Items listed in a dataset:
((

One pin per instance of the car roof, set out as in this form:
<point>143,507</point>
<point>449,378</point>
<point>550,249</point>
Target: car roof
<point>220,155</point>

))

▶ WHAT THE TASK REQUIRES
Rewrite every line of the records, requests included, rescaling each coordinate in the answers by multiplying it by 2.6 and rounding to a whole number, with halves rounded up. Leave the numbers in the requests and their format samples unchanged.

▶ EXERCISE RESULT
One pin per instance of the car roof, set out as in this form:
<point>143,507</point>
<point>449,378</point>
<point>550,249</point>
Target: car roof
<point>572,403</point>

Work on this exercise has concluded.